(Beginning of Given passage)

That takes years and usually ends with someone inventing a flag, a slogan, and digging a mass grave.
No.
Changes to you.
Carpe diem can be valuable advice, but only if your tired, overworked, constantly bombarded brain can take what it needs from it and ignore the rest.
The truth — and also the lie — is that each of us is a complex, unique little universe.
One that will cease to exist the moment we die.
And each of those universes has different rules.
Different needs.
Different fears.
Different operating systems held together with duct tape, childhood trauma, caffeine, and delusion.
So “seize the day” cannot mean the same thing for everyone.
For one person, it means climbing a mountain.
For another, it means answering the email.
For another, it means getting out of bed.
For another, it means staying in bed, because the body finally filed a formal complaint and, for once, management should listen.
Because taking no action is also taking action, and sometimes rest is an effort.
“Live each day like it’s your last” is excellent advice.
I spent a good part of my youth following it, and it gave me anxiety.
“What will dying Sisyphus think about this?” is a question you can only ask yourself a couple million times before it drives you insane.
Hence the nihilism, I think.
I ended up moving from:
“Every moment is precious.”
to:
“It kinda doesn’t matter.”
And decided instead to look for balance.
The most difficult thing I’ve learned in my life is to do just one thing:
If I’m working, I do that.

(End of Given passage)
(Beginning of Provided material)

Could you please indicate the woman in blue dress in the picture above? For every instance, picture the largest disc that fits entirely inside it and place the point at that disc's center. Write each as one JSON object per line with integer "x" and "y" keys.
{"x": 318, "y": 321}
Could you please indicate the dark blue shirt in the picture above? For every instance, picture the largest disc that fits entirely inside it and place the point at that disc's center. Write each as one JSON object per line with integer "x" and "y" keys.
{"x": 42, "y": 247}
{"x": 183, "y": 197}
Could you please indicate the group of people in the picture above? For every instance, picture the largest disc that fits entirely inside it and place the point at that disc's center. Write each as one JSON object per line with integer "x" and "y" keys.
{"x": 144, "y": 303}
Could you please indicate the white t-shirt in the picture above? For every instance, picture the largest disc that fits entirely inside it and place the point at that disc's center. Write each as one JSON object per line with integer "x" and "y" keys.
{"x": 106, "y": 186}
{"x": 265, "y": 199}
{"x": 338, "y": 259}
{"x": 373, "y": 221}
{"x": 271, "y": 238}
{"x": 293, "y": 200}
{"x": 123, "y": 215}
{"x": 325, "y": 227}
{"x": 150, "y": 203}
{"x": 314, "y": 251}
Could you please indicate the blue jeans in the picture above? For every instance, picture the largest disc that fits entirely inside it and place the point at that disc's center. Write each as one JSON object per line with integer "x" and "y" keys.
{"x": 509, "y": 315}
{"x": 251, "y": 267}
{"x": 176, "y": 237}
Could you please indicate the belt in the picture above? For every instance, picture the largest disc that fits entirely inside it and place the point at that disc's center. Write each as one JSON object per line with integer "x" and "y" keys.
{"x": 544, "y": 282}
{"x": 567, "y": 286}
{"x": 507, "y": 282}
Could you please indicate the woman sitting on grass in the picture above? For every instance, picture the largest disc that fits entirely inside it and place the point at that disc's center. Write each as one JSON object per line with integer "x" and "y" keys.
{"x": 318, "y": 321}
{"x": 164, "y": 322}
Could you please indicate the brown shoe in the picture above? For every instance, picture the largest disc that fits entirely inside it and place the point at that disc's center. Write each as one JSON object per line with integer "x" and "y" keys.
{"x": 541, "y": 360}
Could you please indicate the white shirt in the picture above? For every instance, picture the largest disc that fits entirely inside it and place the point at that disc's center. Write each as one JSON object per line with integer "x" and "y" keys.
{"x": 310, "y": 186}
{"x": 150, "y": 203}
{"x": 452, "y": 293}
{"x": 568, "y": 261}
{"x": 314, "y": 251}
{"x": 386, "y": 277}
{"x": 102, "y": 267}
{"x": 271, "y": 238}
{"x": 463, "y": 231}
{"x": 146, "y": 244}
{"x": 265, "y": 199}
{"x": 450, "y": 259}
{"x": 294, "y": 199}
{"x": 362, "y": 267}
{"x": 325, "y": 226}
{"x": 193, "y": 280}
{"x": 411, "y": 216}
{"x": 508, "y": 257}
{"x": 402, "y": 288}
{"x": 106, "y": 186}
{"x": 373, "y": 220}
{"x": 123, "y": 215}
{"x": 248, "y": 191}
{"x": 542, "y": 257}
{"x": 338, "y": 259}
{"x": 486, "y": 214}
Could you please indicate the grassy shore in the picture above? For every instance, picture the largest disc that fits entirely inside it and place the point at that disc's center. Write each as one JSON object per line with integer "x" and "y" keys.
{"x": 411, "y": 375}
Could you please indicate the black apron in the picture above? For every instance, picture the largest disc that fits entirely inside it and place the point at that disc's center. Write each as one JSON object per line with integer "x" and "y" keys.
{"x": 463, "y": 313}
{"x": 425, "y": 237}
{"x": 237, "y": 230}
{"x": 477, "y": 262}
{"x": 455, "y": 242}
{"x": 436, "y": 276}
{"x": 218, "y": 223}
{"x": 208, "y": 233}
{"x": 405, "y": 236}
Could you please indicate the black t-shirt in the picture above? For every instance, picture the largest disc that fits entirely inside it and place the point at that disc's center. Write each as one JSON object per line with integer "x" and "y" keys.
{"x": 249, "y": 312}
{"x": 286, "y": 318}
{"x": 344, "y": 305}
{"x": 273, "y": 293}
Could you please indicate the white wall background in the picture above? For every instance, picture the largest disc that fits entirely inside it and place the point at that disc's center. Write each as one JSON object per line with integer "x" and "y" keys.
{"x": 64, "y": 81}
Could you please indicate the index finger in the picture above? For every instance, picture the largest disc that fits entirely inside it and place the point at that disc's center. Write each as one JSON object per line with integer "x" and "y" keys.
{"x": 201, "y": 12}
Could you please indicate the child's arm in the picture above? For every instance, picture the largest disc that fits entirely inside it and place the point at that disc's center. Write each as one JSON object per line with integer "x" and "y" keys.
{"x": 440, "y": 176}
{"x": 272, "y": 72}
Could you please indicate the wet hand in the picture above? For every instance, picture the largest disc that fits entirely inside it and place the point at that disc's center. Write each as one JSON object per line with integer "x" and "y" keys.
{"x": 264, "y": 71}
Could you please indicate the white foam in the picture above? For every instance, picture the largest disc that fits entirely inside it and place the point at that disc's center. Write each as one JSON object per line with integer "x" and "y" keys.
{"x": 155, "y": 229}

(End of Provided material)

Task 1:
Decide whether each statement agrees with the carpe diem passage. Answer yes or no, and quote the passage's deciding words.
(a) According to the passage, "seize the day" means the same thing for everyone.
(b) The writer says that following "Live each day like it's your last" in youth brought on anxiety.
(c) The passage states that rest can sometimes be an effort.
Task 2:
Pick up the carpe diem passage after its final line and continue it in the same voice.

Task result 1:
(a) No: "So “seize the day” cannot mean the same thing for everyone."
(b) Yes: "I spent a good part of my youth following it, and it gave me anxiety."
(c) Yes: "sometimes rest is an effort."

Task result 2:
If I’m sticking pins into the picture of an enemy, I make sure they’re evenly spaced on their face, on a beautiful grid for better voodoo.
That has replaced carpe diem for me, with advantages.
Will I have to be accountable to dying me in my last moments for everything I did wrong?
Sure.
But it’s impossible to be perfect or ideal.
There’s a kind of savage wisdom to pain.
When you live with pain, you start sifting through life and its multiple possibilities like it’s nobody’s problem, because the pain acts like a filter:
What’s bigger?
Suddenly the weak, fake, or just boring friendships are gone.
The noisy parties you didn’t really enjoy are no longer part of the program.
You end up doing only things you want to put effort into.
I think a good running conclusion to my writing these last few weeks is:
Remember:
You do not matter.
Not to an infinite universe.
Not to a complex world.
Not to an unaccountable humanity.
Not to a traumatized society.
But…
You matter to yourself.
And maybe to others.
(Maybe, because you’re reading me, so…)
All this to say that maybe, you can’t waste time.
Not watching a TV show that you love.
Or reading (or rereading) a book.
Painting.
Walking.
Trying to finally figure out who’s a good boy and who’s a good girl with your dogs.
Because looking at life like one big, sublime commitment turns humanity into a contest and the species into a swarm of locusts.
In this day and age, your obligation to dying you is linked far more to reducing harm than to building new things.
And that makes me think, because this subject emerges in all kinds of books and all kinds of cultures.
And when the thoughts come — and they will — and you have that very common and rational thought:
“I’m alive, ergo I should win a Nobel Prize.”
Remember:
Life is not a contest.
Remember this when things are good.
Keep it in mind when they are bad.
We’re all looking for meaning and legacy one way or another and maybe…
Maybe it comes in the shape of millions of meaningless instants that, viewed through the lens of a life —
A life.
— become meaningful.
So what I’m saying is:
Go big.
But make sure you enjoy it.
Take the pressure out of life as much as you can and instead try to enjoy the ride.
Put up a colibrí feeder.
Buy used lingerie online.
Try absinthe.
Go drag racing.
I don’t know.
I’m tired.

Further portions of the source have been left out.